--- What you have to do ---
Rewrite the lines as a numbered list, starting at the line that contains "Which region of this screenshot contains the meadow?" and running through the last of the rows. Leave out any blank lines.

** START Given entries **

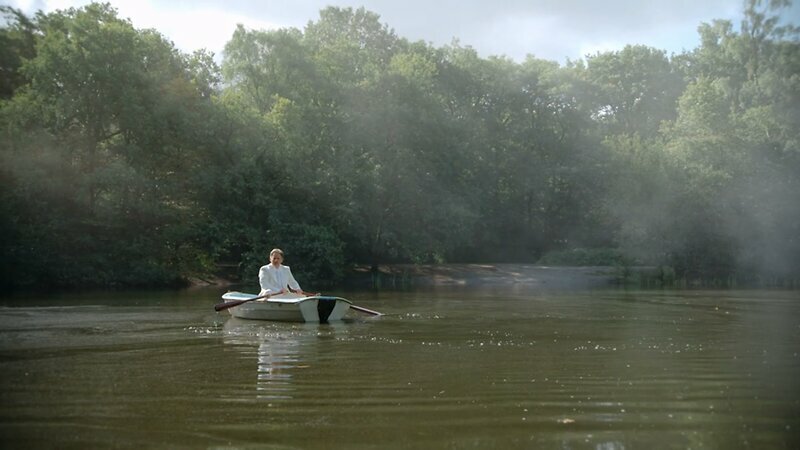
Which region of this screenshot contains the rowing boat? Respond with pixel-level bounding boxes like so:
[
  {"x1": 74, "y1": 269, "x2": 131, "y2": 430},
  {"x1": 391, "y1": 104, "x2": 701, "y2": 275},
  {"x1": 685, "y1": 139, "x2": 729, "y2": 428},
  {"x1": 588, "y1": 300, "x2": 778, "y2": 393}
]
[{"x1": 222, "y1": 292, "x2": 352, "y2": 323}]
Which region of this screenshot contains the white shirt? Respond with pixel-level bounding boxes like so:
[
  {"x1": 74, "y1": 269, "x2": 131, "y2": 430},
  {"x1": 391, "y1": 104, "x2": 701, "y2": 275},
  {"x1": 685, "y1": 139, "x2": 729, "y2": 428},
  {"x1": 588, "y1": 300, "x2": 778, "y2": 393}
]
[{"x1": 258, "y1": 264, "x2": 302, "y2": 295}]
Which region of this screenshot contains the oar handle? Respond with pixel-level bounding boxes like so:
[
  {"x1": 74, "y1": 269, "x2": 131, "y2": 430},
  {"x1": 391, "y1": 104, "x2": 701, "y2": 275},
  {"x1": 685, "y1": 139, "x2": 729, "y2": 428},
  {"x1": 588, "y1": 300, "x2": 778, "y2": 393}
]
[{"x1": 286, "y1": 286, "x2": 383, "y2": 316}]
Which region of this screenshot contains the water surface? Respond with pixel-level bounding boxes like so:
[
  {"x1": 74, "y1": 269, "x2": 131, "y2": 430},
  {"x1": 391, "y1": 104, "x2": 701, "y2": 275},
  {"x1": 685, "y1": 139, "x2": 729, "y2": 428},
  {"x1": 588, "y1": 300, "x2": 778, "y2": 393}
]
[{"x1": 0, "y1": 287, "x2": 800, "y2": 449}]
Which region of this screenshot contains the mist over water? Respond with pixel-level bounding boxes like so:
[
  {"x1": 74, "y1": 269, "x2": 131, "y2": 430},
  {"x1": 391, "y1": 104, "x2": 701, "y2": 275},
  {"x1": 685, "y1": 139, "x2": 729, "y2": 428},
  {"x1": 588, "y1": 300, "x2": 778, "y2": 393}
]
[{"x1": 0, "y1": 286, "x2": 800, "y2": 449}]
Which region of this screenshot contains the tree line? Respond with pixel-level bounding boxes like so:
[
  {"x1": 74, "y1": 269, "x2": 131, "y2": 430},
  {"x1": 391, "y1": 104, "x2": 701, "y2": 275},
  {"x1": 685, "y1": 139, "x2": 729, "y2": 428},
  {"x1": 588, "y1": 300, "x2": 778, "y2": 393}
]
[{"x1": 0, "y1": 0, "x2": 800, "y2": 288}]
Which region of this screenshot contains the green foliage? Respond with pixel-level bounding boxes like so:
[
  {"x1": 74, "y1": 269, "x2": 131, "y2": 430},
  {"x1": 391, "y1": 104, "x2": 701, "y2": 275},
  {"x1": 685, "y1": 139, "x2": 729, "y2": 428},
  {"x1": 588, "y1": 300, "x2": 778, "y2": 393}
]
[
  {"x1": 0, "y1": 0, "x2": 800, "y2": 289},
  {"x1": 537, "y1": 248, "x2": 631, "y2": 266}
]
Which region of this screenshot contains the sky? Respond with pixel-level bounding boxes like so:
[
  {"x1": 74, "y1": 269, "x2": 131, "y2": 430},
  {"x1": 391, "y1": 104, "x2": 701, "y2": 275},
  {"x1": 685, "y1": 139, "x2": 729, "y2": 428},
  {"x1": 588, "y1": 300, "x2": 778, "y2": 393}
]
[{"x1": 0, "y1": 0, "x2": 800, "y2": 63}]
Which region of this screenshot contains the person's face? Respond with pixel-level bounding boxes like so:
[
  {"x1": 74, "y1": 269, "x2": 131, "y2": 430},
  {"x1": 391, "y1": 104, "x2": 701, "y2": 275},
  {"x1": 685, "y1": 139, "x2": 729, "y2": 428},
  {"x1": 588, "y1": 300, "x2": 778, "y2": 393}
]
[{"x1": 269, "y1": 253, "x2": 283, "y2": 267}]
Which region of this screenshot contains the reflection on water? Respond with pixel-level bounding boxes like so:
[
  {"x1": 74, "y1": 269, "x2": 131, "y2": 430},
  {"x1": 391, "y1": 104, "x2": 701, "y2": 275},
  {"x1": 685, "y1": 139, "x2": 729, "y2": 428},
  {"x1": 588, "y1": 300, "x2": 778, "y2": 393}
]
[
  {"x1": 223, "y1": 318, "x2": 318, "y2": 400},
  {"x1": 0, "y1": 287, "x2": 800, "y2": 449}
]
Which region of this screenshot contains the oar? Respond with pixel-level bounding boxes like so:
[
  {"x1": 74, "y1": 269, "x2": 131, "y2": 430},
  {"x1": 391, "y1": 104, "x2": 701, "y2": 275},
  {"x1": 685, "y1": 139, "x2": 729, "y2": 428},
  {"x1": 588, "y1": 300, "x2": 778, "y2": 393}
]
[
  {"x1": 286, "y1": 286, "x2": 383, "y2": 316},
  {"x1": 214, "y1": 294, "x2": 272, "y2": 311},
  {"x1": 350, "y1": 303, "x2": 383, "y2": 316}
]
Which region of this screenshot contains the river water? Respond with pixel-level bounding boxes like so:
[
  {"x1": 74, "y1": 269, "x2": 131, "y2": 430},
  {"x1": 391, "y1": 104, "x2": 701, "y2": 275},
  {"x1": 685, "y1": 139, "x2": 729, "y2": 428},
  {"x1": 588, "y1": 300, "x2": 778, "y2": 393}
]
[{"x1": 0, "y1": 287, "x2": 800, "y2": 450}]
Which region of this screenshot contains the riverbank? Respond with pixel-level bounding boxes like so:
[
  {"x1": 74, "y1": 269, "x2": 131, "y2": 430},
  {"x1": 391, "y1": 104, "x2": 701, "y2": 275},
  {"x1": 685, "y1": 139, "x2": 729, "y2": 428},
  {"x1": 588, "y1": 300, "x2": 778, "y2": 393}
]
[{"x1": 348, "y1": 264, "x2": 618, "y2": 289}]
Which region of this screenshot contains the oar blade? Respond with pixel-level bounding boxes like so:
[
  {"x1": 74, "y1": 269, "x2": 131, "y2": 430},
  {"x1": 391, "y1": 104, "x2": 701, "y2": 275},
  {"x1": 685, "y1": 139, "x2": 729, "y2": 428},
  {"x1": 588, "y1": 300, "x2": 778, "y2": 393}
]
[{"x1": 350, "y1": 305, "x2": 383, "y2": 316}]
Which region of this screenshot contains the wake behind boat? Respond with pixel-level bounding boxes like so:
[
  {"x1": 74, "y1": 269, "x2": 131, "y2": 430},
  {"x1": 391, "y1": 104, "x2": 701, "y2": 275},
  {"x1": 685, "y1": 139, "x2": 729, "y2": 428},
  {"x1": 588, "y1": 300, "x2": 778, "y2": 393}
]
[{"x1": 222, "y1": 292, "x2": 352, "y2": 323}]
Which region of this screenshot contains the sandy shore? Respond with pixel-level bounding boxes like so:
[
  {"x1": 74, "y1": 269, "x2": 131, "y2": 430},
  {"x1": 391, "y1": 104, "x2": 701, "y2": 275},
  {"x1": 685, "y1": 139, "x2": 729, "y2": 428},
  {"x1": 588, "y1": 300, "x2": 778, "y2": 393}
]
[{"x1": 350, "y1": 264, "x2": 616, "y2": 289}]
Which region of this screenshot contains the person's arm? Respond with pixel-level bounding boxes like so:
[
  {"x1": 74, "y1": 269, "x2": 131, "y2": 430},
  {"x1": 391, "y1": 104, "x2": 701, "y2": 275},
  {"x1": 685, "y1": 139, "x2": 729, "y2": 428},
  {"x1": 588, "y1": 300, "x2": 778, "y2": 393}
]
[{"x1": 283, "y1": 266, "x2": 305, "y2": 295}]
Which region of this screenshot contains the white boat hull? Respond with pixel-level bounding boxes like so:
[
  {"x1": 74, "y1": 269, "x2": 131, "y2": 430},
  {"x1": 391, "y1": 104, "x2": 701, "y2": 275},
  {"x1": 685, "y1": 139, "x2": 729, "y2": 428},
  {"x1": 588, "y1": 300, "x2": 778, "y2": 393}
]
[{"x1": 222, "y1": 292, "x2": 351, "y2": 323}]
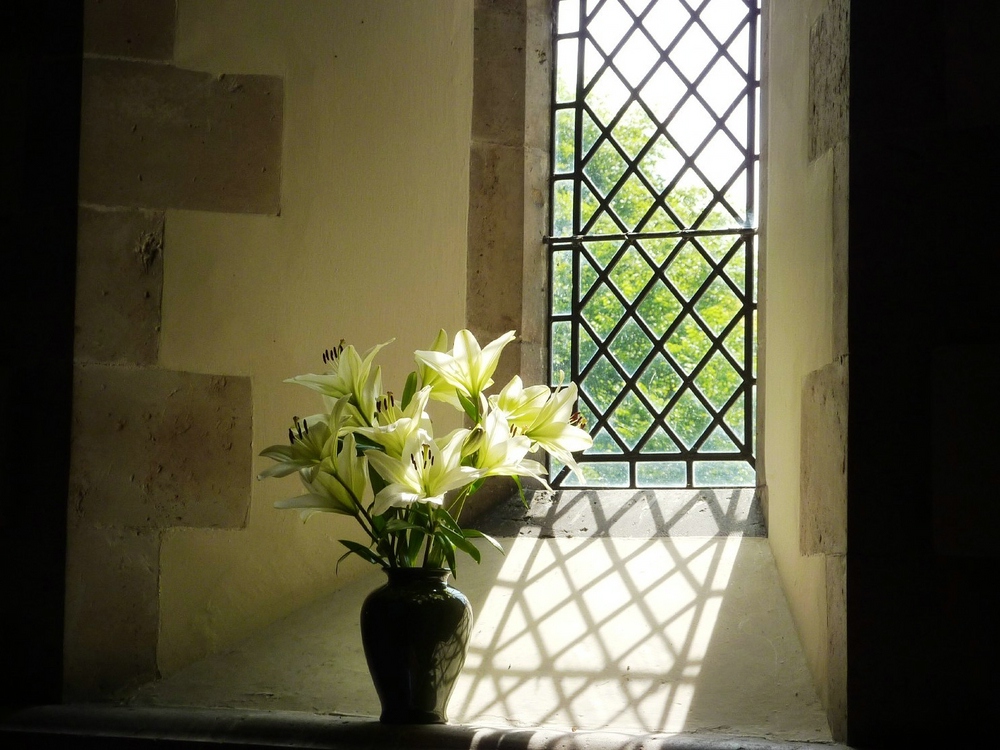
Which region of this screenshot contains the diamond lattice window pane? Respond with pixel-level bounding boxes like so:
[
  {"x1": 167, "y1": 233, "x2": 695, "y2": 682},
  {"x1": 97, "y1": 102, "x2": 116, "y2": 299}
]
[
  {"x1": 667, "y1": 317, "x2": 712, "y2": 375},
  {"x1": 552, "y1": 250, "x2": 573, "y2": 315},
  {"x1": 609, "y1": 247, "x2": 653, "y2": 302},
  {"x1": 725, "y1": 318, "x2": 746, "y2": 362},
  {"x1": 587, "y1": 0, "x2": 632, "y2": 55},
  {"x1": 555, "y1": 39, "x2": 579, "y2": 103},
  {"x1": 694, "y1": 278, "x2": 743, "y2": 335},
  {"x1": 641, "y1": 63, "x2": 688, "y2": 122},
  {"x1": 694, "y1": 352, "x2": 743, "y2": 412},
  {"x1": 586, "y1": 240, "x2": 622, "y2": 268},
  {"x1": 726, "y1": 252, "x2": 747, "y2": 290},
  {"x1": 667, "y1": 391, "x2": 712, "y2": 448},
  {"x1": 583, "y1": 357, "x2": 625, "y2": 413},
  {"x1": 667, "y1": 169, "x2": 712, "y2": 228},
  {"x1": 698, "y1": 0, "x2": 747, "y2": 42},
  {"x1": 699, "y1": 133, "x2": 744, "y2": 195},
  {"x1": 550, "y1": 0, "x2": 760, "y2": 487},
  {"x1": 583, "y1": 284, "x2": 625, "y2": 341},
  {"x1": 639, "y1": 135, "x2": 684, "y2": 193},
  {"x1": 555, "y1": 109, "x2": 576, "y2": 173},
  {"x1": 636, "y1": 461, "x2": 687, "y2": 487},
  {"x1": 576, "y1": 257, "x2": 597, "y2": 299},
  {"x1": 587, "y1": 68, "x2": 628, "y2": 127},
  {"x1": 587, "y1": 427, "x2": 623, "y2": 456},
  {"x1": 609, "y1": 318, "x2": 653, "y2": 375},
  {"x1": 694, "y1": 461, "x2": 756, "y2": 487},
  {"x1": 671, "y1": 24, "x2": 719, "y2": 82},
  {"x1": 556, "y1": 0, "x2": 580, "y2": 34},
  {"x1": 698, "y1": 58, "x2": 747, "y2": 117},
  {"x1": 577, "y1": 328, "x2": 597, "y2": 372},
  {"x1": 669, "y1": 97, "x2": 715, "y2": 156},
  {"x1": 580, "y1": 182, "x2": 601, "y2": 226},
  {"x1": 608, "y1": 391, "x2": 653, "y2": 449},
  {"x1": 667, "y1": 242, "x2": 712, "y2": 299},
  {"x1": 643, "y1": 0, "x2": 691, "y2": 49},
  {"x1": 638, "y1": 281, "x2": 681, "y2": 337},
  {"x1": 637, "y1": 356, "x2": 683, "y2": 412},
  {"x1": 642, "y1": 208, "x2": 680, "y2": 232},
  {"x1": 642, "y1": 427, "x2": 681, "y2": 453},
  {"x1": 701, "y1": 427, "x2": 740, "y2": 453},
  {"x1": 552, "y1": 180, "x2": 573, "y2": 235},
  {"x1": 697, "y1": 234, "x2": 742, "y2": 264},
  {"x1": 583, "y1": 141, "x2": 626, "y2": 196},
  {"x1": 612, "y1": 102, "x2": 656, "y2": 159},
  {"x1": 570, "y1": 110, "x2": 601, "y2": 160},
  {"x1": 614, "y1": 30, "x2": 660, "y2": 88},
  {"x1": 549, "y1": 320, "x2": 573, "y2": 383},
  {"x1": 728, "y1": 26, "x2": 750, "y2": 73},
  {"x1": 642, "y1": 237, "x2": 677, "y2": 266},
  {"x1": 611, "y1": 174, "x2": 654, "y2": 229},
  {"x1": 723, "y1": 394, "x2": 746, "y2": 437}
]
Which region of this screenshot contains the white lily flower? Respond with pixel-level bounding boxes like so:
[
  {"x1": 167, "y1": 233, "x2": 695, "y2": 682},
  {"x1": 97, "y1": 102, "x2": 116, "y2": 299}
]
[
  {"x1": 415, "y1": 329, "x2": 515, "y2": 403},
  {"x1": 365, "y1": 429, "x2": 478, "y2": 515},
  {"x1": 524, "y1": 383, "x2": 594, "y2": 480},
  {"x1": 274, "y1": 434, "x2": 371, "y2": 520},
  {"x1": 355, "y1": 386, "x2": 431, "y2": 458},
  {"x1": 414, "y1": 328, "x2": 462, "y2": 410},
  {"x1": 475, "y1": 410, "x2": 548, "y2": 486},
  {"x1": 257, "y1": 415, "x2": 331, "y2": 481},
  {"x1": 489, "y1": 375, "x2": 552, "y2": 429},
  {"x1": 285, "y1": 339, "x2": 394, "y2": 424}
]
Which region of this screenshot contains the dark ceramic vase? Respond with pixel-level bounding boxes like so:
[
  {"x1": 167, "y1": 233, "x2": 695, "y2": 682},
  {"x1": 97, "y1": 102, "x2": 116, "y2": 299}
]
[{"x1": 361, "y1": 568, "x2": 472, "y2": 724}]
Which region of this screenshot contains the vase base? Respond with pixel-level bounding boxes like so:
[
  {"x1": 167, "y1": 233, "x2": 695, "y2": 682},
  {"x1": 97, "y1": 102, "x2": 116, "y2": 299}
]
[{"x1": 378, "y1": 711, "x2": 448, "y2": 724}]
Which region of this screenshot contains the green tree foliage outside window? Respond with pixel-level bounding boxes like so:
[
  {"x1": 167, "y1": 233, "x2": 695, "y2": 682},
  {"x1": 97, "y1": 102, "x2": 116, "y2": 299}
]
[{"x1": 550, "y1": 0, "x2": 756, "y2": 486}]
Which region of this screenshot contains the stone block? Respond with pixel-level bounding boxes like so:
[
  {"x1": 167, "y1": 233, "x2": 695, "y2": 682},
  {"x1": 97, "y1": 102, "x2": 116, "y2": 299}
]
[
  {"x1": 524, "y1": 0, "x2": 553, "y2": 154},
  {"x1": 83, "y1": 0, "x2": 177, "y2": 61},
  {"x1": 70, "y1": 365, "x2": 253, "y2": 528},
  {"x1": 63, "y1": 518, "x2": 160, "y2": 700},
  {"x1": 809, "y1": 0, "x2": 851, "y2": 159},
  {"x1": 466, "y1": 143, "x2": 524, "y2": 356},
  {"x1": 472, "y1": 0, "x2": 526, "y2": 146},
  {"x1": 833, "y1": 140, "x2": 850, "y2": 357},
  {"x1": 826, "y1": 555, "x2": 847, "y2": 742},
  {"x1": 74, "y1": 207, "x2": 163, "y2": 365},
  {"x1": 80, "y1": 59, "x2": 283, "y2": 214},
  {"x1": 799, "y1": 358, "x2": 847, "y2": 555}
]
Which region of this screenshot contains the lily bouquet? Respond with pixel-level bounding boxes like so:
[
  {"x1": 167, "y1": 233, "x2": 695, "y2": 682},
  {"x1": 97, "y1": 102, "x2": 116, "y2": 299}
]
[{"x1": 259, "y1": 330, "x2": 592, "y2": 574}]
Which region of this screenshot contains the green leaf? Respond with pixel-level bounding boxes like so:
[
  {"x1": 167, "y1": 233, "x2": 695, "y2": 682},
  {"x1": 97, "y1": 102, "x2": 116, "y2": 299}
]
[
  {"x1": 400, "y1": 370, "x2": 418, "y2": 409},
  {"x1": 441, "y1": 524, "x2": 482, "y2": 563},
  {"x1": 405, "y1": 531, "x2": 427, "y2": 567},
  {"x1": 385, "y1": 518, "x2": 424, "y2": 533},
  {"x1": 455, "y1": 390, "x2": 479, "y2": 422},
  {"x1": 440, "y1": 539, "x2": 458, "y2": 578},
  {"x1": 514, "y1": 474, "x2": 528, "y2": 508},
  {"x1": 462, "y1": 529, "x2": 507, "y2": 555}
]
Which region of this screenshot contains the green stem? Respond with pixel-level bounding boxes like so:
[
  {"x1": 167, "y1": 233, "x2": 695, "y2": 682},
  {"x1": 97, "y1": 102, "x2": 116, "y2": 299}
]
[{"x1": 448, "y1": 484, "x2": 472, "y2": 523}]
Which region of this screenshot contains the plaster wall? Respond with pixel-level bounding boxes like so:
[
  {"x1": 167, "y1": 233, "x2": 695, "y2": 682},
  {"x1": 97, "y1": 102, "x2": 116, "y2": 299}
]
[
  {"x1": 157, "y1": 0, "x2": 472, "y2": 674},
  {"x1": 761, "y1": 0, "x2": 846, "y2": 737},
  {"x1": 65, "y1": 0, "x2": 473, "y2": 698}
]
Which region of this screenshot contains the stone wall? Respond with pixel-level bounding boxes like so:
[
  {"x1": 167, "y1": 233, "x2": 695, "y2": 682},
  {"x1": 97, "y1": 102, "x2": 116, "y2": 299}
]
[{"x1": 64, "y1": 0, "x2": 283, "y2": 699}]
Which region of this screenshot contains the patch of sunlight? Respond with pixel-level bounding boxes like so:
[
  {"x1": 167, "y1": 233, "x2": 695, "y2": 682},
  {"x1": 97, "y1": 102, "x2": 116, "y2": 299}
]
[{"x1": 449, "y1": 536, "x2": 742, "y2": 732}]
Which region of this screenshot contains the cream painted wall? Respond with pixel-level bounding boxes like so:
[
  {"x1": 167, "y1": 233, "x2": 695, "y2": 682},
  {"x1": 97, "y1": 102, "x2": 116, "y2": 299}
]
[
  {"x1": 157, "y1": 0, "x2": 473, "y2": 674},
  {"x1": 761, "y1": 0, "x2": 833, "y2": 704}
]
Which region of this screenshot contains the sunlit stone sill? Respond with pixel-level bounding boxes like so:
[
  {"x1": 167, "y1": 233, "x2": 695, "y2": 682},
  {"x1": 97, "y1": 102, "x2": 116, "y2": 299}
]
[{"x1": 0, "y1": 705, "x2": 849, "y2": 750}]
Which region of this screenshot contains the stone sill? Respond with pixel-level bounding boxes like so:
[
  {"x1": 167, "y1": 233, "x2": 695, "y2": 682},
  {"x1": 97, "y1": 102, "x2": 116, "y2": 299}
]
[{"x1": 0, "y1": 704, "x2": 849, "y2": 750}]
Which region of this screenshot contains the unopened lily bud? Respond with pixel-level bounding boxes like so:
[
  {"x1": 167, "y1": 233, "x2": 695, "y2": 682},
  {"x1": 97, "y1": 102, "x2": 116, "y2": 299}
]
[{"x1": 462, "y1": 425, "x2": 486, "y2": 458}]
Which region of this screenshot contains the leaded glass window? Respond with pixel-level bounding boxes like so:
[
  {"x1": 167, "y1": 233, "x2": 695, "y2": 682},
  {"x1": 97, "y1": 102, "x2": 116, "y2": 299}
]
[{"x1": 548, "y1": 0, "x2": 760, "y2": 487}]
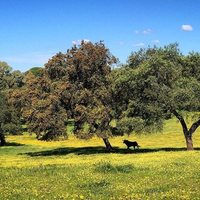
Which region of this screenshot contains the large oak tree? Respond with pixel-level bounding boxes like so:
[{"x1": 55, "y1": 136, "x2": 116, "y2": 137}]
[
  {"x1": 45, "y1": 41, "x2": 117, "y2": 150},
  {"x1": 113, "y1": 44, "x2": 200, "y2": 150}
]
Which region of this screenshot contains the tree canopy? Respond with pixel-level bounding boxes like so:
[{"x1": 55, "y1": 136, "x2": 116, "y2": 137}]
[{"x1": 115, "y1": 44, "x2": 200, "y2": 150}]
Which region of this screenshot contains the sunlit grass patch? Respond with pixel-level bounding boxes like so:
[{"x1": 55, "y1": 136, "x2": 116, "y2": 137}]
[{"x1": 0, "y1": 117, "x2": 200, "y2": 200}]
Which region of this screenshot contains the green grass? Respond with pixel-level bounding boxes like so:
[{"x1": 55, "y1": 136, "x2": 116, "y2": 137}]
[{"x1": 0, "y1": 120, "x2": 200, "y2": 200}]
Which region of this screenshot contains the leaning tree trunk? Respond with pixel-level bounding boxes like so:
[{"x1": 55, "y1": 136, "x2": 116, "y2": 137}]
[
  {"x1": 0, "y1": 133, "x2": 6, "y2": 146},
  {"x1": 103, "y1": 138, "x2": 113, "y2": 152},
  {"x1": 185, "y1": 135, "x2": 194, "y2": 151}
]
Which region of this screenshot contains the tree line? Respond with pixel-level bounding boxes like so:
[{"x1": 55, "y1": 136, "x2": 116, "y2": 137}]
[{"x1": 0, "y1": 41, "x2": 200, "y2": 151}]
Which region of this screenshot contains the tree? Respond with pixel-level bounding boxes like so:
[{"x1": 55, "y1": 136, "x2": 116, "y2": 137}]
[
  {"x1": 45, "y1": 41, "x2": 117, "y2": 150},
  {"x1": 114, "y1": 44, "x2": 200, "y2": 150},
  {"x1": 0, "y1": 62, "x2": 22, "y2": 146},
  {"x1": 10, "y1": 70, "x2": 67, "y2": 140}
]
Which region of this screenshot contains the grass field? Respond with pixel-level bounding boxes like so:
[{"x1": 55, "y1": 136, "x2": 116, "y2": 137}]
[{"x1": 0, "y1": 120, "x2": 200, "y2": 200}]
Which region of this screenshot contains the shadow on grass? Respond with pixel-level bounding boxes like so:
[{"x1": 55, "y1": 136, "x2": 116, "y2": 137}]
[
  {"x1": 26, "y1": 146, "x2": 200, "y2": 157},
  {"x1": 5, "y1": 142, "x2": 24, "y2": 147}
]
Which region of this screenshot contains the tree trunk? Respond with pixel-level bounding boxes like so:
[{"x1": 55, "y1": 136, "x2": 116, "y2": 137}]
[
  {"x1": 103, "y1": 138, "x2": 113, "y2": 152},
  {"x1": 185, "y1": 135, "x2": 194, "y2": 151},
  {"x1": 0, "y1": 133, "x2": 6, "y2": 146}
]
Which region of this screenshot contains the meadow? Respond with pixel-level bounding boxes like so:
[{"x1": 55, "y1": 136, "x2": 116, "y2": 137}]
[{"x1": 0, "y1": 119, "x2": 200, "y2": 200}]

** END Given entries **

--- Result for this exercise ---
1. Which region of this screenshot contains the meadow? Respond with pixel-level bounding boxes like so:
2. [{"x1": 55, "y1": 136, "x2": 116, "y2": 137}]
3. [{"x1": 0, "y1": 119, "x2": 200, "y2": 200}]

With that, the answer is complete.